Instructions for the task:
Return the passage of the sensor apparatus claims between "9. The sensor" and "substance sensor (170).", inclusive, copied word for word.

8. The sensor apparatus (10) according to any of the preceding claims, further comprising animal identification means, for detection of a specific animal in proximity to the apparatus (10).

9. The sensor apparatus (10) according to claim 7 or 8, wherein the animal positioning means are based on ultrasound, radio-frequency identification (RFID), IR or camera technology.

10. The sensor apparatus (10) according to any of the preceding claims, comprising more than one substance sensor (170).

11. The sensor apparatus (10) according to any of the preceding claims, wherein said substance sensor (170), is a detector for detecting a molecular marker substance.

12. The sensor apparatus (10) according to claim 11, wherein the molecular marker substance is selected from from the group consisting of:

benzene, ethylhexanol, butanol, acetone, isoprene, toluene, xylene, limonene, hexane, methylcyclopentane, dimethyl sulfide, 2-butanone, heptane, ethyl acetate, ethanol and ammonia, and combinations thereof.

Material supplied:
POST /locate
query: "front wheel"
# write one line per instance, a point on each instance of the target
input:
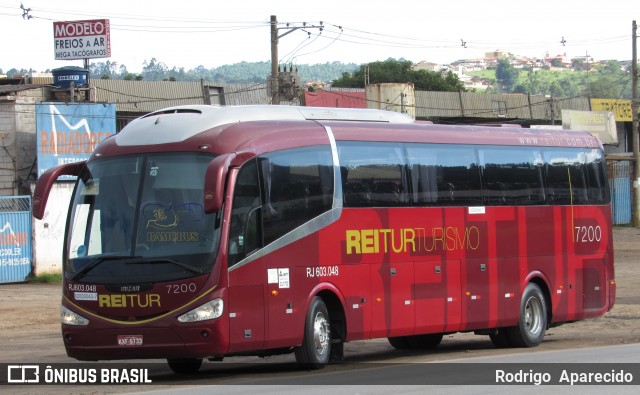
(315, 350)
(533, 319)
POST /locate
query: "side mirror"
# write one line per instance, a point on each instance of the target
(45, 183)
(214, 182)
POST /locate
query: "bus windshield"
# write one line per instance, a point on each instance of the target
(141, 219)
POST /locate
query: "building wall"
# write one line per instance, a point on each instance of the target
(48, 233)
(7, 147)
(18, 140)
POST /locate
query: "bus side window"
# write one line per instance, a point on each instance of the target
(245, 231)
(297, 186)
(598, 188)
(373, 174)
(566, 176)
(443, 175)
(511, 176)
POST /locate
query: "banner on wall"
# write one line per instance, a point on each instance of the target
(69, 132)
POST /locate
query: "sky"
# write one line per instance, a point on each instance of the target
(212, 33)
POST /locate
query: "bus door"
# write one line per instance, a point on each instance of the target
(247, 275)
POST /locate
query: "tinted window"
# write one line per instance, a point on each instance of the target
(566, 176)
(444, 175)
(596, 167)
(511, 176)
(297, 185)
(373, 174)
(245, 234)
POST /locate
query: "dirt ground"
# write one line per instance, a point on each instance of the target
(30, 328)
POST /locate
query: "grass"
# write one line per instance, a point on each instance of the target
(46, 278)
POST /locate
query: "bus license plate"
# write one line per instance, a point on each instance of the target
(130, 340)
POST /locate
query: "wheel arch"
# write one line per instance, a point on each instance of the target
(333, 299)
(541, 281)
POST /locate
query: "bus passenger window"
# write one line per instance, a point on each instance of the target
(245, 231)
(373, 174)
(511, 176)
(297, 186)
(443, 175)
(566, 176)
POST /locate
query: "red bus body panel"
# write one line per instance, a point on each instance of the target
(394, 271)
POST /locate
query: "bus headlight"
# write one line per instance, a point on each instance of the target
(208, 311)
(68, 317)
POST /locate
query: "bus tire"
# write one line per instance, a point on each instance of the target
(533, 319)
(184, 365)
(315, 351)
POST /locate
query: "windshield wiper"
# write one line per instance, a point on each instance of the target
(97, 261)
(183, 265)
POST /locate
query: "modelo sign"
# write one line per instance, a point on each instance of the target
(82, 39)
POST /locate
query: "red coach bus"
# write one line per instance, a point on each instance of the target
(206, 232)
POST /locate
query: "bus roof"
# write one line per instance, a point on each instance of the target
(179, 123)
(264, 128)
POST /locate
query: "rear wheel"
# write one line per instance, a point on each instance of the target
(533, 319)
(315, 350)
(185, 365)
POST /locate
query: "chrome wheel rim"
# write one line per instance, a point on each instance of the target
(533, 316)
(321, 333)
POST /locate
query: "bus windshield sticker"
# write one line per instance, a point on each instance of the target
(272, 276)
(476, 210)
(283, 278)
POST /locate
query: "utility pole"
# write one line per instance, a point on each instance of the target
(275, 88)
(634, 127)
(275, 79)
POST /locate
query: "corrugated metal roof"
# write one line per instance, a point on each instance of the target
(147, 96)
(437, 104)
(17, 88)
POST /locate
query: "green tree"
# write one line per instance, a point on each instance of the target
(154, 70)
(399, 71)
(506, 75)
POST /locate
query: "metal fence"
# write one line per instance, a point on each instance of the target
(620, 176)
(15, 238)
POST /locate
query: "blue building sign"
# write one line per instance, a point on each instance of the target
(69, 132)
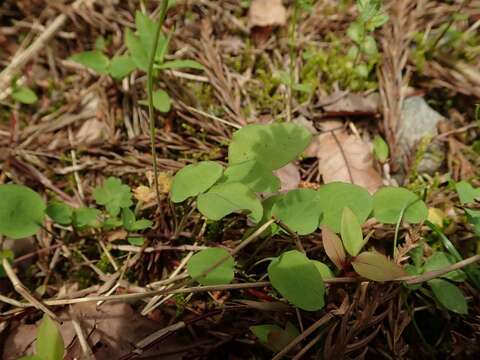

Output of the exercise:
9. The sensor apparatus (10) according to claim 7 or 8, wherein the animal positioning means are based on ultrasound, radio-frequency identification (RFID), IR or camera technology.

10. The sensor apparatus (10) according to any of the preceding claims, comprising more than one substance sensor (170).